── Exercise input ──
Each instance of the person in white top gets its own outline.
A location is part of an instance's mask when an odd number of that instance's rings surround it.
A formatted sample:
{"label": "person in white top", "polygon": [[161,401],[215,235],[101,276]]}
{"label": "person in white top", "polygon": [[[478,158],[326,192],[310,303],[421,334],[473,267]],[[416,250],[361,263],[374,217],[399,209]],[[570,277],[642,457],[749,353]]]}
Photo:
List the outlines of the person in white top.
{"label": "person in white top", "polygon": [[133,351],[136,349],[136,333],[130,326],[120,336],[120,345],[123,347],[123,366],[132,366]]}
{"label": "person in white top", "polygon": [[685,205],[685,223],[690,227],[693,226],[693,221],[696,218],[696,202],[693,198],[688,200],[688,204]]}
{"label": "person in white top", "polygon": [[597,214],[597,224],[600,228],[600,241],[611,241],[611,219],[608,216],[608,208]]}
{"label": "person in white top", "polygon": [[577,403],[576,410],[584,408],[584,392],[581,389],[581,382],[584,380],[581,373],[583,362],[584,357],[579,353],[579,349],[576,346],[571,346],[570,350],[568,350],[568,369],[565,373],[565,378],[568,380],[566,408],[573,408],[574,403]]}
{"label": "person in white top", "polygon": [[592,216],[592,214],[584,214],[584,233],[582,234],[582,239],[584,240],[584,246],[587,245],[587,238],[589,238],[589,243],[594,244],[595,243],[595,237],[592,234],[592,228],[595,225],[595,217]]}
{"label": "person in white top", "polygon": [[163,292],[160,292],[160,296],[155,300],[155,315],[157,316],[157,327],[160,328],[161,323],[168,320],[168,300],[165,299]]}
───
Which lines in the records contain the word "instance"? Copy each one.

- [Expected answer]
Each instance of the person in white top gets its own outline.
A location is part of an instance's mask when an odd number of that instance's rings surround it.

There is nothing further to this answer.